**PROBLEM**. Please count the lines of the entries below that contain the string "high", treating uppercase and lowercase as different, and reply with that number alone.

*** Block opens ***

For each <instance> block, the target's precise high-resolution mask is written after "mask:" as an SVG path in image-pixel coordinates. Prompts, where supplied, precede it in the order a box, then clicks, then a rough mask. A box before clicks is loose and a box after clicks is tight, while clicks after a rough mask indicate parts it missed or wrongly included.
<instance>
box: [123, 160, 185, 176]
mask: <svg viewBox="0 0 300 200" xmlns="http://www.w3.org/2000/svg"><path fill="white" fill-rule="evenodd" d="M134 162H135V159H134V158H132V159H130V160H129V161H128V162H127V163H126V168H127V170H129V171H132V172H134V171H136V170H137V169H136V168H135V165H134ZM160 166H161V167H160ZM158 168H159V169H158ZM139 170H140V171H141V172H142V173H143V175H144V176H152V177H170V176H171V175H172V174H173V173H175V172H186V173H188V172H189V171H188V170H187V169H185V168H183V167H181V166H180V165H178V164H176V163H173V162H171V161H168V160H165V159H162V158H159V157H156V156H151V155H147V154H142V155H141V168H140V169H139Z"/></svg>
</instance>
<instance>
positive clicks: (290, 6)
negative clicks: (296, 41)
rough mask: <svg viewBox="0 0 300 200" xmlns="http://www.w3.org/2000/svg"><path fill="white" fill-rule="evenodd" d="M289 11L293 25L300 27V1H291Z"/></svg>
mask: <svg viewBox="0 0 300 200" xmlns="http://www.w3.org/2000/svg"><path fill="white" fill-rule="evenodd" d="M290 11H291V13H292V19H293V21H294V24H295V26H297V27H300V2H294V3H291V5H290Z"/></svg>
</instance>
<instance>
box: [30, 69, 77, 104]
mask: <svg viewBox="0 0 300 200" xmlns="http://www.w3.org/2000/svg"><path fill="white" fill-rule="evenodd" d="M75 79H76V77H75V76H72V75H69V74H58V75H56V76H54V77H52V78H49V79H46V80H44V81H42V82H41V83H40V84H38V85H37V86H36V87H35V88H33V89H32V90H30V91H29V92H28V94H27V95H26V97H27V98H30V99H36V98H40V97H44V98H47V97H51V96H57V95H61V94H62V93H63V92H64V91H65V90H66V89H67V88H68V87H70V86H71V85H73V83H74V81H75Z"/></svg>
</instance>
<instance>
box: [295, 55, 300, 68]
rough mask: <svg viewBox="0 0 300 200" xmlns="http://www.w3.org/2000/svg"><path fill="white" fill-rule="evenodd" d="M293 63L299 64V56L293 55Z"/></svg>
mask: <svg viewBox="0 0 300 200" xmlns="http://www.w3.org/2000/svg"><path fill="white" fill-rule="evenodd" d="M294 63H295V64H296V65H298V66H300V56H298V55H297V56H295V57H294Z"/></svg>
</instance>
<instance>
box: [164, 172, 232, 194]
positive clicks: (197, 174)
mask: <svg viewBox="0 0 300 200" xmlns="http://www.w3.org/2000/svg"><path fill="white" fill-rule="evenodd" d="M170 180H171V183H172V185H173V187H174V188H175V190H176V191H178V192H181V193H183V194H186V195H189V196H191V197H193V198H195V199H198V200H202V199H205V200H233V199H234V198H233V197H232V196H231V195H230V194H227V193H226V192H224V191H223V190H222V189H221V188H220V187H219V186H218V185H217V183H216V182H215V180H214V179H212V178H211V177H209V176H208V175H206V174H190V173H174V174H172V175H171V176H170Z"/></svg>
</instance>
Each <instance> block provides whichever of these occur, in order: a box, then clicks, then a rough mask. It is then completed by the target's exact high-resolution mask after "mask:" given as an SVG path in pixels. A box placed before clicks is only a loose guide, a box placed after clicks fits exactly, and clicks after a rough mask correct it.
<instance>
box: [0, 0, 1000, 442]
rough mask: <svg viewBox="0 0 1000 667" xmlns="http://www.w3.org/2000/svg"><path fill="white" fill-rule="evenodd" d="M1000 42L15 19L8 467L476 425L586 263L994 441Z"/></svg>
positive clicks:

*** Block closes ***

**PROBLEM SOLUTION**. 2